§ Task goal:
Find the lines of data that contain the string "green", then list them.

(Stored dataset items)
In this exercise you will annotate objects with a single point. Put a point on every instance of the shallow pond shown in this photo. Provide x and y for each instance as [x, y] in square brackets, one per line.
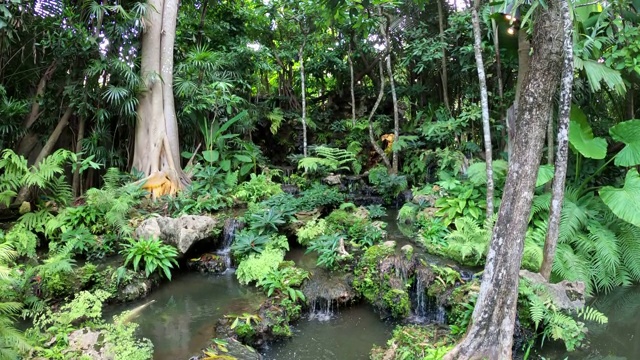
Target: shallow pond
[181, 319]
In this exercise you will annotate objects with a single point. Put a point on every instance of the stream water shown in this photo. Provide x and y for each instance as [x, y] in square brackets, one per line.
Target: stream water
[181, 319]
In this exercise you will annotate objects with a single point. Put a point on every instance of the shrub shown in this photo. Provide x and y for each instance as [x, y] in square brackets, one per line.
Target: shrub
[152, 253]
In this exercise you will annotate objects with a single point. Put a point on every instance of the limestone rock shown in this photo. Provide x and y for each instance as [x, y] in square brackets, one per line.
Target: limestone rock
[567, 295]
[182, 232]
[89, 343]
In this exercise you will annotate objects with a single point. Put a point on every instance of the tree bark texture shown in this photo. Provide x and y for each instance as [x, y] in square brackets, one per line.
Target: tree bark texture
[566, 92]
[490, 335]
[384, 28]
[372, 137]
[443, 74]
[524, 47]
[484, 102]
[304, 97]
[353, 83]
[156, 140]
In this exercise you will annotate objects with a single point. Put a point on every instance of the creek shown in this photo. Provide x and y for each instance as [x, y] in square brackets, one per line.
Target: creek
[181, 320]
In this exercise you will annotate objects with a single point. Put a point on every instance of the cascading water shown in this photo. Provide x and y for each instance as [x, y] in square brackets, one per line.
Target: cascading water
[231, 225]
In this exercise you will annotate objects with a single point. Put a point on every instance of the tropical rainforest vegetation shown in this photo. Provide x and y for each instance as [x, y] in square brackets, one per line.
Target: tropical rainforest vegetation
[486, 124]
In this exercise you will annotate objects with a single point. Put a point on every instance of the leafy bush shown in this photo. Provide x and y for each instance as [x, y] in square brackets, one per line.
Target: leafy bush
[247, 242]
[327, 248]
[255, 267]
[389, 185]
[311, 231]
[376, 211]
[556, 324]
[152, 253]
[284, 281]
[258, 188]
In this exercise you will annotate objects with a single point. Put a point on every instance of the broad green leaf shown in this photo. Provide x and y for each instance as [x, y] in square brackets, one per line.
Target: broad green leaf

§ Task output:
In this exercise you will annotate objects with a single point. Put a point on every instance of the broad green leaf shown in this photo. Provide x and y for each instance as [x, y] in square brackets, one per line.
Target: broad green leaf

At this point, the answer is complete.